_THE TASK_.
Type out each record word for word. Pictures stay out.

_DATA FOR REVIEW_.
▼▼▼
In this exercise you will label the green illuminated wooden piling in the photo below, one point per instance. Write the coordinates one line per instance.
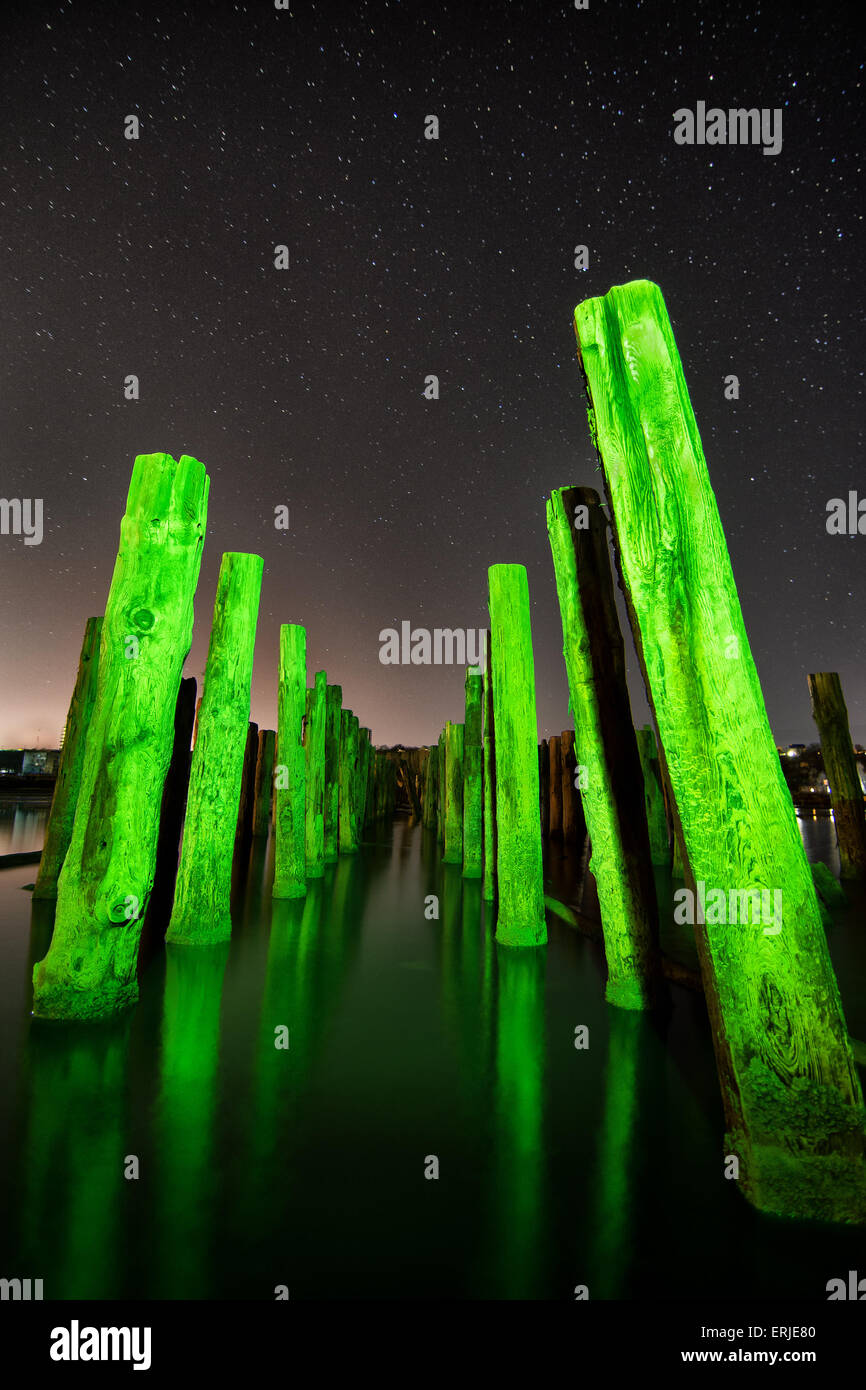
(264, 781)
(173, 811)
(606, 747)
(473, 777)
(788, 1079)
(830, 715)
(291, 772)
(654, 797)
(334, 701)
(202, 909)
(314, 749)
(61, 816)
(107, 872)
(431, 788)
(453, 794)
(364, 749)
(348, 783)
(441, 788)
(520, 920)
(488, 887)
(248, 788)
▲▲▲
_TASK OUTPUT_.
In this exercise you will label the green illuminated wooden piling in the photo below, one point per instance. Write the coordinates one line per instance.
(264, 781)
(173, 811)
(606, 747)
(473, 777)
(788, 1079)
(830, 715)
(291, 772)
(654, 797)
(334, 701)
(202, 909)
(314, 749)
(61, 816)
(107, 872)
(431, 788)
(453, 794)
(364, 749)
(348, 783)
(441, 788)
(520, 920)
(488, 887)
(248, 788)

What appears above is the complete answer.